Chinese name
- Traditional Chinese: 不夠善良的我們

Standard Mandarin
- Hanyu Pinyin: Búgòu shànliáng de wǒmen
- Genre: Drama Romance
- Directed by: Mag Hsu
- Starring: Ariel Lin; Tiffany Hsu; Mike He; Kai Ko;
- Opening theme: Tanya Chua
- Country of origin: Taiwan
- Original language: Mandarin
- No. of seasons: 1
- No. of episodes: 8

Original release
- Network: Gala TV and PTS
- Release: April 6 – April 27, 2024

= Imperfect Us =

Taiwanese television series

Imperfect Us (不夠善良的我們 (Búgòu shànliáng de wǒmen)) is a 2024 original Taiwanese television series directed by Mag Hsu. The series stars Ariel Lin, Tiffany Hsu, Mike He, and Kai Ko. The series was released on April 6, 2024.

Given exercise 1: How many episodes does the Imperfect Us page list for the series?

Excerpts of pointing data
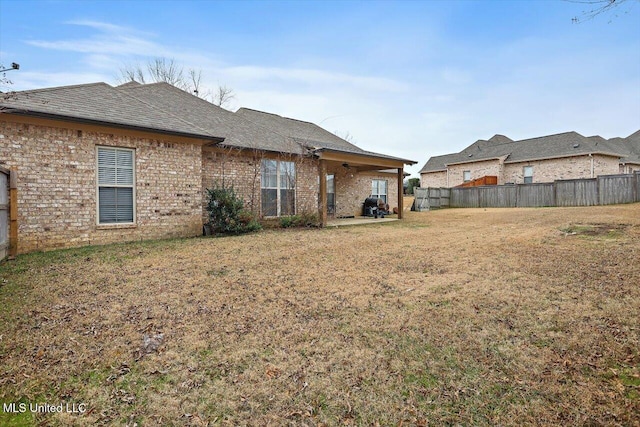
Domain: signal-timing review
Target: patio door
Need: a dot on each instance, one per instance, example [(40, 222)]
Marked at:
[(331, 194)]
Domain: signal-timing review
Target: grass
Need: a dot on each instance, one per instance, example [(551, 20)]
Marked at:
[(458, 317)]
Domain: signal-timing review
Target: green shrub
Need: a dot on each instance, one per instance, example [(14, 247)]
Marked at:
[(304, 219), (227, 214)]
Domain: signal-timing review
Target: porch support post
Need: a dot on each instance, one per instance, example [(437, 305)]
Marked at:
[(13, 214), (322, 172), (400, 192)]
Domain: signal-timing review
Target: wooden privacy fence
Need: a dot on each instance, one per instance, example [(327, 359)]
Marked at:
[(603, 190)]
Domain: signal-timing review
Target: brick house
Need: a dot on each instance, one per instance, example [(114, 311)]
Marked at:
[(97, 164), (545, 159)]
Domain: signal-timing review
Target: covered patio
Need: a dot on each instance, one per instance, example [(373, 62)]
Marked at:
[(357, 163)]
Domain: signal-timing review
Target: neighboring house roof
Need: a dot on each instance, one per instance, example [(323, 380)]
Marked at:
[(566, 144)]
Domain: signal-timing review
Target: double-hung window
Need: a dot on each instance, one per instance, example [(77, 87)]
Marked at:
[(379, 189), (278, 184), (528, 174), (116, 185)]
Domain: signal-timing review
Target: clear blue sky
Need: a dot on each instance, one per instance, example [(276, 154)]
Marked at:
[(412, 79)]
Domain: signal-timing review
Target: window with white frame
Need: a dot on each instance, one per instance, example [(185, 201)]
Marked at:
[(116, 185), (278, 183), (379, 189), (528, 174)]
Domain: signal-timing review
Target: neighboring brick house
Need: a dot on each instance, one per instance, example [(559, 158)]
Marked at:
[(97, 164), (545, 159)]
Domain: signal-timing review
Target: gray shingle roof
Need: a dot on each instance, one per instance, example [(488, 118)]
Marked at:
[(100, 103), (546, 147)]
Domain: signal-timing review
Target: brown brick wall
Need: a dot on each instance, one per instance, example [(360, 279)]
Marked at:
[(433, 179), (478, 170), (543, 170), (56, 164)]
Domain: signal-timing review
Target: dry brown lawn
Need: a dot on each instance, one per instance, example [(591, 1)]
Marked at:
[(453, 317)]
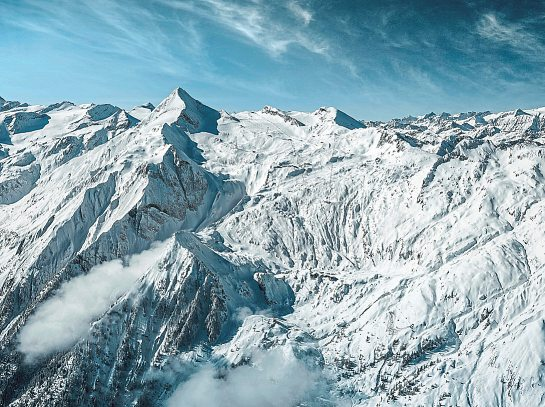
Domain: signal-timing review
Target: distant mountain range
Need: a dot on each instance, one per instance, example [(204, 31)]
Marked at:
[(182, 256)]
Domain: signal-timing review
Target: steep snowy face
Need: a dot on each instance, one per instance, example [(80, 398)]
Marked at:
[(396, 263)]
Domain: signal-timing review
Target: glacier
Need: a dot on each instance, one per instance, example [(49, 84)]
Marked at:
[(305, 259)]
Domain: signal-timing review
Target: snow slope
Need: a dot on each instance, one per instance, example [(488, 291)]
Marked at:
[(396, 263)]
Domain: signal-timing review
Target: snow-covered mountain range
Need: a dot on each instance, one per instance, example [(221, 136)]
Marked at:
[(181, 256)]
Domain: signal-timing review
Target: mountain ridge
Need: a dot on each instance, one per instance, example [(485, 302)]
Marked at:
[(393, 263)]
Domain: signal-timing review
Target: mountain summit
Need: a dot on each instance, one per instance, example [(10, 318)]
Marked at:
[(182, 257), (180, 108)]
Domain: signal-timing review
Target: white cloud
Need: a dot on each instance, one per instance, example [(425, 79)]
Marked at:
[(273, 379), (513, 34), (65, 318), (256, 22), (301, 13)]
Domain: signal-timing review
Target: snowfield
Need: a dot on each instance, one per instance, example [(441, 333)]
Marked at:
[(182, 256)]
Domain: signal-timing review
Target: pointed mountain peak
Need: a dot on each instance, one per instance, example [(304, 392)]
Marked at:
[(181, 109), (148, 106), (333, 114), (520, 112)]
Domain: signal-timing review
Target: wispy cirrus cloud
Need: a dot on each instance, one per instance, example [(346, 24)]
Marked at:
[(259, 22), (514, 34)]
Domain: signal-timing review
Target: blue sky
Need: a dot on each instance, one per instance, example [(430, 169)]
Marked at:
[(372, 59)]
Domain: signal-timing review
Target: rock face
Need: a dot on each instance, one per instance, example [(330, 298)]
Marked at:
[(402, 261)]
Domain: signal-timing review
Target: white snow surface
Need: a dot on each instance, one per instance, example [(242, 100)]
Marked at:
[(402, 261)]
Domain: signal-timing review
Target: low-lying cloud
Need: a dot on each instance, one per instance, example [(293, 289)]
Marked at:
[(273, 379), (63, 319)]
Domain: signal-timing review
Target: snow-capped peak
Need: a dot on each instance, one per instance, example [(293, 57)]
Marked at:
[(332, 114)]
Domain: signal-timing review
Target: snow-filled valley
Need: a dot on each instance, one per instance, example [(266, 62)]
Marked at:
[(182, 256)]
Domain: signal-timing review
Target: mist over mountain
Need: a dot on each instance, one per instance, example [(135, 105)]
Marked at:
[(180, 255)]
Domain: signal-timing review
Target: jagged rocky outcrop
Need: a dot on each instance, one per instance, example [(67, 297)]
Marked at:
[(403, 260)]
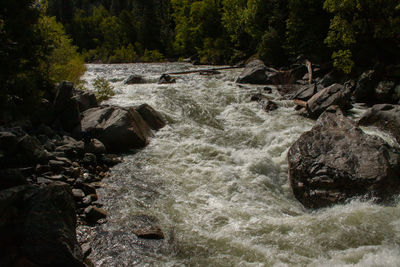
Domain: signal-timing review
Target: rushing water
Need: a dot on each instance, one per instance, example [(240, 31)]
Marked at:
[(216, 179)]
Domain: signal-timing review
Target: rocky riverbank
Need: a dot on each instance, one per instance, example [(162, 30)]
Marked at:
[(50, 168), (336, 161)]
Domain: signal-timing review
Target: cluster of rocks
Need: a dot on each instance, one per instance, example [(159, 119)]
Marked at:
[(49, 173), (336, 161)]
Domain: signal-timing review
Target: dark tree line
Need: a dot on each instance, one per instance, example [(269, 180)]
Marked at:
[(41, 41), (350, 33)]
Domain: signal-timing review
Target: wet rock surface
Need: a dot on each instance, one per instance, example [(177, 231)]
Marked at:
[(38, 226), (49, 176), (119, 129), (336, 161)]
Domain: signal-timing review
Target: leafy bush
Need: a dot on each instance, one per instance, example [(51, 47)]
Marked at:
[(63, 62), (103, 89), (124, 54)]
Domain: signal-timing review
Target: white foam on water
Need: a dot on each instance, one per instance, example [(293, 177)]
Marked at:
[(216, 178)]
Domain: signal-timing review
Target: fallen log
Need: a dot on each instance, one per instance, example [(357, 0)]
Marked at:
[(301, 103), (309, 69), (202, 70)]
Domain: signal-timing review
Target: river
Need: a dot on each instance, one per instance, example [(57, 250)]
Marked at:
[(216, 178)]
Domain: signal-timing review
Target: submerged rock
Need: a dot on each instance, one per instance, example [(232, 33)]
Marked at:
[(295, 91), (335, 94), (255, 73), (153, 232), (135, 79), (384, 116), (266, 104), (85, 100), (151, 116), (166, 79), (37, 227), (119, 129), (66, 108), (335, 161)]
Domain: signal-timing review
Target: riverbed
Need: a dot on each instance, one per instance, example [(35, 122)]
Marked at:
[(216, 180)]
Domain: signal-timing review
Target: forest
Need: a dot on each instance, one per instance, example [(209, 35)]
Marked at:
[(44, 42)]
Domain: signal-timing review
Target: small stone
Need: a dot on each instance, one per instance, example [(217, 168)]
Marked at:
[(78, 194), (88, 189), (57, 177), (42, 168), (64, 159), (87, 200), (89, 159), (93, 214), (42, 180), (94, 197), (86, 249)]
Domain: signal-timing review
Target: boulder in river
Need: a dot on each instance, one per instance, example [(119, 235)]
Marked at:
[(135, 79), (266, 104), (335, 161), (85, 100), (66, 108), (296, 91), (256, 73), (166, 79), (335, 94), (384, 116), (151, 116), (37, 227), (119, 129)]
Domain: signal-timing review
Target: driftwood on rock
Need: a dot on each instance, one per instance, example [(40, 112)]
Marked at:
[(309, 69), (202, 70)]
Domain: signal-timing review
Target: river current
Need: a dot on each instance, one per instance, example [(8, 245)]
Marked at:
[(216, 178)]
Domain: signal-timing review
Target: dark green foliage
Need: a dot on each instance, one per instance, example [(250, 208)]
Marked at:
[(364, 33), (20, 52), (34, 53)]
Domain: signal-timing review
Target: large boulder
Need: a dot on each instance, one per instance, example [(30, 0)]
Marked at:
[(296, 91), (30, 150), (335, 161), (166, 79), (384, 116), (151, 116), (372, 89), (335, 94), (135, 79), (256, 73), (37, 227), (66, 109), (119, 129)]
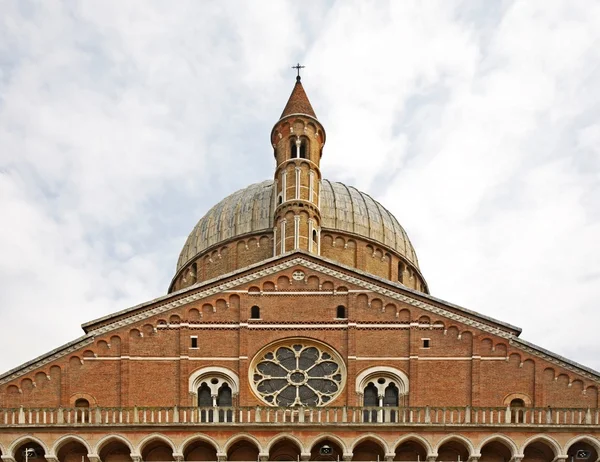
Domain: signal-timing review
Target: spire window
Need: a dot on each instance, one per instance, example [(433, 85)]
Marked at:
[(298, 148)]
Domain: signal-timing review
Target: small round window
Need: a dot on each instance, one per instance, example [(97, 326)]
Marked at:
[(297, 372)]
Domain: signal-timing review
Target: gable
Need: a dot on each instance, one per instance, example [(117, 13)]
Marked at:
[(305, 307)]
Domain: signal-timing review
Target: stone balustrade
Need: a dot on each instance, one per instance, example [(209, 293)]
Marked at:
[(403, 416)]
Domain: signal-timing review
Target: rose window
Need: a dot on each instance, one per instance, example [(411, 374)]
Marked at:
[(298, 374)]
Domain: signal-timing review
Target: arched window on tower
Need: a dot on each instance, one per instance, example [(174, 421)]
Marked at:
[(370, 399), (82, 405), (225, 399), (517, 407), (302, 149), (298, 148), (401, 269)]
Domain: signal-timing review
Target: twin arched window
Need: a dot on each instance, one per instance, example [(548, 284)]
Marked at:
[(298, 148), (207, 399)]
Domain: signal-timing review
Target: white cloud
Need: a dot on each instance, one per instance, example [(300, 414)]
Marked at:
[(122, 123)]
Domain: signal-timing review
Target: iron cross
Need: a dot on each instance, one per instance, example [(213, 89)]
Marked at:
[(298, 67)]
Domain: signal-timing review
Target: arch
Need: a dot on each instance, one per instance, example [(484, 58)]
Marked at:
[(456, 438), (59, 443), (242, 437), (328, 436), (284, 436), (498, 438), (195, 438), (284, 447), (243, 442), (512, 396), (583, 439), (23, 440), (152, 438), (549, 441), (365, 376), (413, 437), (371, 437), (227, 375), (412, 447), (102, 442)]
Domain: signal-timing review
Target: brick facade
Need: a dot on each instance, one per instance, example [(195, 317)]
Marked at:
[(136, 386)]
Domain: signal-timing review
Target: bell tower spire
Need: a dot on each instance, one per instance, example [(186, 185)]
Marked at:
[(298, 139)]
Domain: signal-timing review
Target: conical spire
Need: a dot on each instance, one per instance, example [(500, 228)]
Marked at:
[(298, 102)]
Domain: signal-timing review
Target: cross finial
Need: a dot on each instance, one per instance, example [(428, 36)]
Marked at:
[(298, 67)]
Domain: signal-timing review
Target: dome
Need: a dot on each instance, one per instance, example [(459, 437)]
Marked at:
[(343, 208)]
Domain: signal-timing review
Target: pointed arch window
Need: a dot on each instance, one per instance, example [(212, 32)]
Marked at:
[(298, 148), (370, 399), (517, 407)]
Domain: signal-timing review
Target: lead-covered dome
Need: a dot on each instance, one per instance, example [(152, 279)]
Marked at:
[(343, 208)]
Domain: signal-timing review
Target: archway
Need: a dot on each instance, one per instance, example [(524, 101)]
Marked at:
[(33, 448), (495, 451), (368, 450), (115, 450), (243, 450), (285, 449), (582, 451), (326, 449), (199, 450), (157, 450), (453, 450), (72, 451), (538, 451), (410, 451)]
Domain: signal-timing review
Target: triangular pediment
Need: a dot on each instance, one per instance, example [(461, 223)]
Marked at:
[(249, 280)]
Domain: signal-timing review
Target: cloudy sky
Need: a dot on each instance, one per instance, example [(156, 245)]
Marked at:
[(476, 123)]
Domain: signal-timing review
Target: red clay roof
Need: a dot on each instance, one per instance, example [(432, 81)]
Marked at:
[(298, 102)]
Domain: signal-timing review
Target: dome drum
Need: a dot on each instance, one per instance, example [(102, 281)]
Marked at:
[(355, 230)]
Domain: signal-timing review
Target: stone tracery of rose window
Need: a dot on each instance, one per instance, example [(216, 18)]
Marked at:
[(298, 373)]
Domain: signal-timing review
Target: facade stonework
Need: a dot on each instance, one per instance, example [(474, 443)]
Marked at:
[(323, 345)]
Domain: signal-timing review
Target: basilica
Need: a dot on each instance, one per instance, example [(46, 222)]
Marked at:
[(299, 326)]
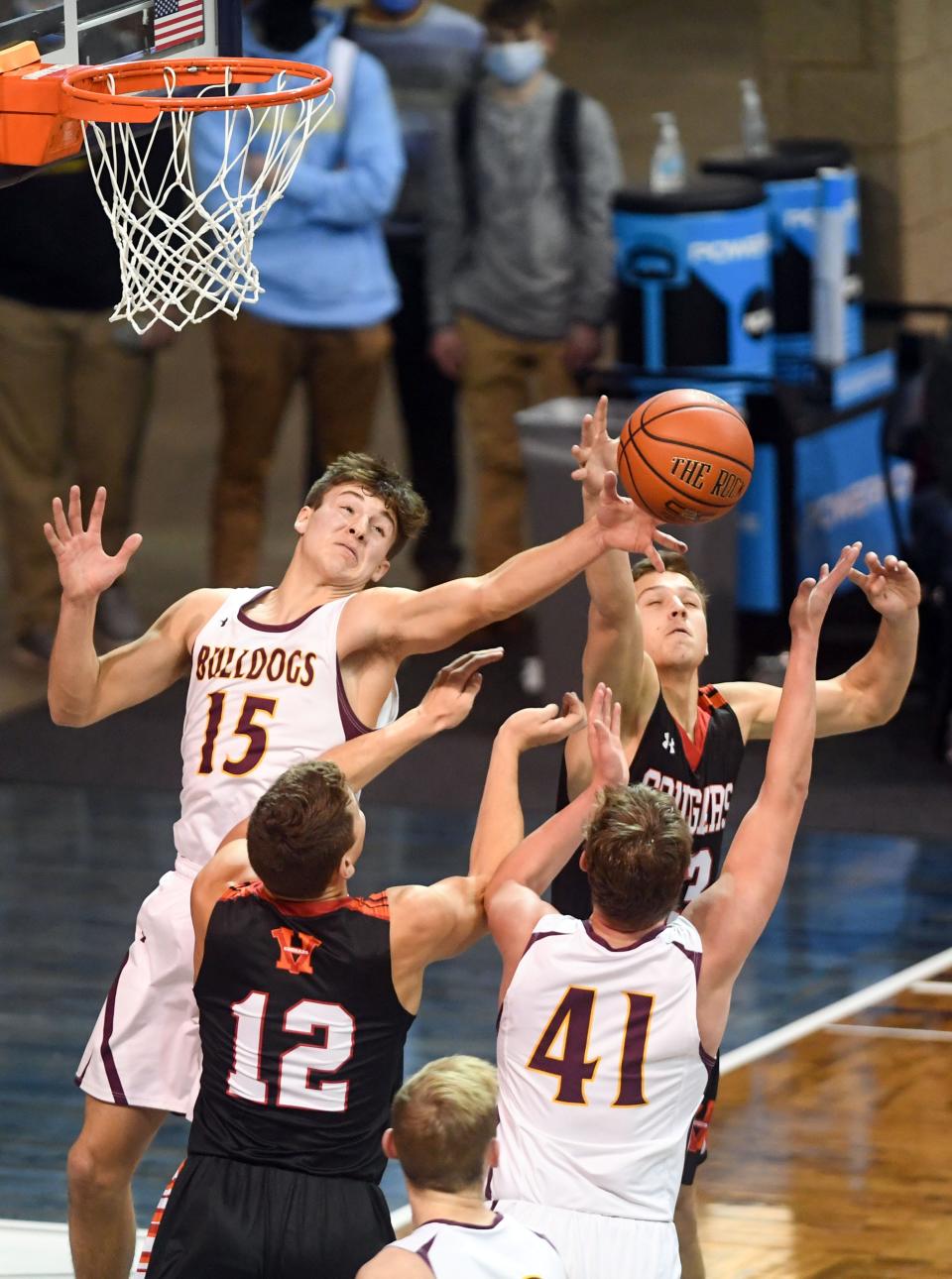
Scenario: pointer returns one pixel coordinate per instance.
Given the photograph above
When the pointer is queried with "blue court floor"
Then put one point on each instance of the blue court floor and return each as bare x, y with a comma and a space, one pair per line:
77, 860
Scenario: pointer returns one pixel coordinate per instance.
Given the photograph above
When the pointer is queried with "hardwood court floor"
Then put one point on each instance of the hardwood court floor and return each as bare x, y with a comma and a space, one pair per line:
831, 1156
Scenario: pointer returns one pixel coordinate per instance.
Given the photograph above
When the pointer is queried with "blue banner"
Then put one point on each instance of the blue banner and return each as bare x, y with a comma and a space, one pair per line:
841, 492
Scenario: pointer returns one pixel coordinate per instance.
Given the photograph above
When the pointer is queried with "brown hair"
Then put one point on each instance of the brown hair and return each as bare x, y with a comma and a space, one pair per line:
374, 475
443, 1119
299, 829
673, 563
638, 854
515, 14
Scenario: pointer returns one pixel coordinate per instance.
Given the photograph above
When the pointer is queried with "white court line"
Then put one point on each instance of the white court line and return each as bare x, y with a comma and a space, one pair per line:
732, 1061
887, 1032
803, 1026
932, 988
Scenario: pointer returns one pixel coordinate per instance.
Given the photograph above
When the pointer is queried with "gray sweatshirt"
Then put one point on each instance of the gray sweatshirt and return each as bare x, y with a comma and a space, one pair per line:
529, 269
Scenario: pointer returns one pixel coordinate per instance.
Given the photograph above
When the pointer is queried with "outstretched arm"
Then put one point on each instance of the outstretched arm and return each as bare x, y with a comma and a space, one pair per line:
615, 649
444, 705
83, 687
734, 911
228, 866
512, 900
872, 689
409, 622
499, 826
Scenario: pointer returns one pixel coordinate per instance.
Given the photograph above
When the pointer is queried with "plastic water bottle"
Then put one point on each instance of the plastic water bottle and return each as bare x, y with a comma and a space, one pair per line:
829, 275
753, 120
668, 159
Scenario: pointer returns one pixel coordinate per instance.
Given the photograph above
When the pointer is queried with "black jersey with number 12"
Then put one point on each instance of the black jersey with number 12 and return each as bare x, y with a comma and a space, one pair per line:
697, 772
302, 1033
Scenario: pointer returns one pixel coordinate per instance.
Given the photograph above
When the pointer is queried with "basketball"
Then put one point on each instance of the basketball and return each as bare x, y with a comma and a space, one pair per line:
686, 457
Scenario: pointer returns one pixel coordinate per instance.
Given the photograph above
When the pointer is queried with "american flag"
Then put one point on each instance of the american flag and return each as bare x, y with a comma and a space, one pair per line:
178, 22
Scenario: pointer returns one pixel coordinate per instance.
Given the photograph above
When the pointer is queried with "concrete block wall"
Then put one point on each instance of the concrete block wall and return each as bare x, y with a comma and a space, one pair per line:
874, 73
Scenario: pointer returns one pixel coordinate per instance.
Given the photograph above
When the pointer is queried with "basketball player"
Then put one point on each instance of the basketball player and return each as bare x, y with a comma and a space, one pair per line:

Given exercise 2: Report every line of the records that contains the word "dark", matching case exactly.

Worked solution 1: 8

Worked solution 2:
Target: dark tree line
Target: dark green foliage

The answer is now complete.